*** Opening Provided records ***

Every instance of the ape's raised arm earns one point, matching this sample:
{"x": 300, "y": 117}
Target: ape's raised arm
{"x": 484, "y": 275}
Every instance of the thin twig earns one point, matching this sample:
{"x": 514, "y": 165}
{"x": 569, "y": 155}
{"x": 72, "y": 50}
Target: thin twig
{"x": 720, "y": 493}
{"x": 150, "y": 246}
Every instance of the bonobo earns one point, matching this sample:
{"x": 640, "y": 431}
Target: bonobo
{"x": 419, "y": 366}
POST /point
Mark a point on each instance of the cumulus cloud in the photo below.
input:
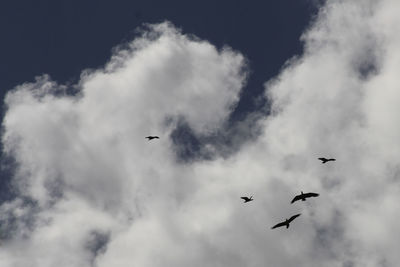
(93, 192)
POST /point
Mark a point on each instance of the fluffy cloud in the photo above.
(93, 192)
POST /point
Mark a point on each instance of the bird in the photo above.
(246, 199)
(286, 222)
(303, 196)
(152, 137)
(324, 160)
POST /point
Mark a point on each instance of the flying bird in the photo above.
(246, 199)
(303, 196)
(286, 222)
(324, 160)
(152, 137)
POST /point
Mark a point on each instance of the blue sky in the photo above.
(63, 38)
(245, 98)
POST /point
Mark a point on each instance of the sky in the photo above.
(84, 188)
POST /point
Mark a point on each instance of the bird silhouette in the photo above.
(152, 137)
(303, 196)
(286, 222)
(246, 199)
(324, 160)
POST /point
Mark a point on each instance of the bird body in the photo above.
(303, 196)
(325, 160)
(246, 199)
(286, 222)
(152, 137)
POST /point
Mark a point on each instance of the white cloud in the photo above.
(107, 197)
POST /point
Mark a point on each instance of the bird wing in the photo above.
(310, 195)
(295, 199)
(278, 225)
(294, 217)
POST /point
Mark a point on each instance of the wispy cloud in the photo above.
(95, 192)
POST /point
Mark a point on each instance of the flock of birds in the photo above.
(302, 196)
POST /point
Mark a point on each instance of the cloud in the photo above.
(95, 193)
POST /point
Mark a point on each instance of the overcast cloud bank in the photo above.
(93, 192)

*** Closing Provided records ***

▶ Problem
Omit the pictures; print the records above exactly.

▶ Response to the task
Every instance of the ape's raised arm earns one point, matching this sample:
{"x": 300, "y": 117}
Target: ape's raised arm
{"x": 484, "y": 275}
Every instance of the thin twig earns one point, matching this sample:
{"x": 514, "y": 165}
{"x": 569, "y": 155}
{"x": 72, "y": 50}
Target: thin twig
{"x": 720, "y": 493}
{"x": 150, "y": 246}
Every instance of the bonobo earns one point, matching this sample:
{"x": 640, "y": 431}
Target: bonobo
{"x": 419, "y": 366}
POST /point
Mark a point on each instance of the cumulus cloud in the photo below.
input:
(93, 192)
POST /point
Mark a point on each instance of the fluffy cloud in the photo above.
(93, 192)
POST /point
Mark a point on each instance of the bird in the photo above.
(246, 199)
(286, 222)
(303, 196)
(152, 137)
(324, 160)
POST /point
Mark a point on each instance of the flying bird in the photo above.
(246, 199)
(303, 196)
(286, 222)
(324, 160)
(152, 137)
POST /point
Mark a point on each instance of the blue sky in the photo above.
(63, 38)
(245, 98)
POST /point
Mark a point on each instance of the sky in the photo above.
(84, 188)
POST /point
Mark a point on each instance of the bird silhouette in the photo above.
(152, 137)
(303, 196)
(286, 222)
(246, 199)
(324, 160)
POST /point
Mark a point on each instance of the bird body in the photo above.
(303, 196)
(325, 160)
(246, 199)
(286, 222)
(152, 137)
POST /point
Mark a point on each instance of the white cloud in the photo above.
(107, 197)
POST /point
Mark a point on each instance of the bird wing in the photo above.
(310, 195)
(295, 199)
(278, 225)
(294, 217)
POST /point
Mark a point on each instance of the wispy cloud in the photo above.
(95, 192)
POST /point
Mark a point on each instance of the flock of birds in the photo above.
(302, 196)
POST /point
Mark a point on each instance of the cloud in the photo above.
(95, 193)
POST /point
Mark a point on each instance of the overcast cloud bank in the photo above.
(93, 192)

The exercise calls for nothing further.